__DOCUMENT SECTION__.

________________________

[tdwg-content] Heretics and illuminati, oh my! [SEC=UNCLASSIFIED]

Peter DeVries pete.devries at gmail.com
Tue May 10 16:07:56 CEST 2011


Hi Joel,

Maybe we can do the hackathon virtually so that there is some progress by
the time of the meeting.

A lot of this could be done via email and perhaps a videoconference or two.

- Pete

On Tue, May 10, 2011 at 8:06 AM, joel sachs <jsachs at csee.umbc.edu> wrote:

> On Tue, 10 May 2011, Greg Whitbread wrote:
>
> > Kevin,
> >
> > I'm not too keen on the hack-a-thon idea.  It will in all probability
> > just consume important contact time with activity that is best
> > integrated into real projects and reported in a forum such as this or at
> > the TDWG meeting. Much in the way that Steve and Cam and Pete and Paul
> > are doing now.
> >
>
> Hi Greg,
>
> The conversation that's going on now is useful. But something is
> missing, namely reference to the use cases and competency questions that
> we sometimes talk about generating. Hackathons focus the mind (I've seen
> it happen), and a DwC-RDF VoCamp/hackathon would be an opportunity to move
> forward on stuff that keeps getting deferred. Ideally, we'd define the
> competency questions in advance, and spend the hackathon addressing them.
> But, if we all turn out to be lazy/indifferent/"busy",
> and come to New Orleans without use cases, then spending cloister time
> working them out would, IMHO, be cloister time well spent.

________________________

__INFORMATION PROVIDED__.
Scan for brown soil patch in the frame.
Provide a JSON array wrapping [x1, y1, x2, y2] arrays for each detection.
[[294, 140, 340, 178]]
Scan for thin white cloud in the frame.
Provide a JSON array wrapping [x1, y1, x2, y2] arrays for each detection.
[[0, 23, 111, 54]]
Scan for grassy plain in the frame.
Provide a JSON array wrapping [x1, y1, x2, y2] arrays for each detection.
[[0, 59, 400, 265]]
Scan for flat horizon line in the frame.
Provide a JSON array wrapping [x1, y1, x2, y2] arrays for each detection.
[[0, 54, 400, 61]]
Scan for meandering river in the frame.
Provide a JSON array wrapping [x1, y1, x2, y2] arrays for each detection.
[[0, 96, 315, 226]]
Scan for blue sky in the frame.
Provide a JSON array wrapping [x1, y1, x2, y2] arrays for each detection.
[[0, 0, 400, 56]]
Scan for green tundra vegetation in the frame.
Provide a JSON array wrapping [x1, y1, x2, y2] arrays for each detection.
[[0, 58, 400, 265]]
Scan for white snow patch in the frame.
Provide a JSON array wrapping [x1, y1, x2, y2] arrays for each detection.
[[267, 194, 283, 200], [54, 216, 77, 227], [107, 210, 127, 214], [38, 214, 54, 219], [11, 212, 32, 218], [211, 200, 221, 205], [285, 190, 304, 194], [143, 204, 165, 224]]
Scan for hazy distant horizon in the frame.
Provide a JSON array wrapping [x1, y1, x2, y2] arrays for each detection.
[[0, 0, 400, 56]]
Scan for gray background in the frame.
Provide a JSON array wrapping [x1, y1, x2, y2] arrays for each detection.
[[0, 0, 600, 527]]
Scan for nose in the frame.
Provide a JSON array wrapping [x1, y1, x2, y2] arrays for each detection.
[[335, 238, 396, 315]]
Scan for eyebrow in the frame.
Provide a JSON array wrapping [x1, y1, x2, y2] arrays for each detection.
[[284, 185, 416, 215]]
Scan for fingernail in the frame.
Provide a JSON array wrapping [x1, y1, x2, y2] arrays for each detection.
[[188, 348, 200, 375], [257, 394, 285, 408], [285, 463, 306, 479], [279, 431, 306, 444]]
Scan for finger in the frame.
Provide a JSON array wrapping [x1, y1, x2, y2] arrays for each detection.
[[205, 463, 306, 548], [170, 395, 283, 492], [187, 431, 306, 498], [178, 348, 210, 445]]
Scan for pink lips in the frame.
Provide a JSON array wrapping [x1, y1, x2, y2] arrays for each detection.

________________________

__THE EXERCISE__. Continue the mailing-list exchange about holding a DwC-RDF hackathon, picking up right after its final sentence.

__OUTPUT OF THE EXERCISE__.
>
> There are any number of possible approaches we could take. We could have
> an integration competition; we could rely on digitization efforts to
> supply data; we could tie the hackathon into observations from a field
> event; we could explore how the work of the observation and annotation
> task groups interact with DwC in a semantic web context; we can do
> anything we want!
>
> I encourage anyone with a vision of how such an event might unfold to
> share it, on or off list, so that the program committee can discuss it.
> (And it would be great, as Kevin suggested, if someone steps forward as a
> spearhead.)
>
> Joel.
>
>
> > We (you and I ) have drafted a proposal to put to TDWG executive for a
> > 2-3 day workshop prior to this years meeting to establish context for
> > these issues within the framework of a TDWG Technical Architecture.  Do
> > we need to evolve a TDWG level understanding of the requirement for
> > semantic interoperability within our standards space? Would it be useful
> > to spend time and effort to formally model the TDWG domain? Is there a
> > role for TAG? Can we improve the process?
> >
> > Hopefully, we can find an opportunity to get a small group together
> > between now and then do a little planning around agenda, background
> > requirements, preparation workload and specialist inputs.
>
> > greg
> >
> > On Tue, 2011-05-10 at 07:26, Kevin Richards wrote:
> >> I wonder if it would be a good idea to have a session (hackathon?) at
> >> this years TDWG meeting to look at / prove / experiment with, the
> >> various ways of working with semantic web data and ontologies we
> >> discuss here?
> >>
> >>
> >>
> >> This would soon show any benefits/disadvantages etc of the various
> >> approaches.
> >>
> >>
> >>
> >> Is anyone lined up / keen to promote such a session?
> >>
> >>
> >>
> >> Kevin
> >>
> >>
> >>
> >> From: tdwg-content-bounces at lists.tdwg.org
> >> [mailto:tdwg-content-bounces at lists.tdwg.org] On Behalf Of Steve
> >> Baskauf
> >> Sent: Tuesday, 10 May 2011 8:54 a.m.
> >> To: Paul Murray
> >> Cc: tdwg-content at lists.tdwg.org List
> >> Subject: Re: [tdwg-content] Heretics and illuminati, oh my!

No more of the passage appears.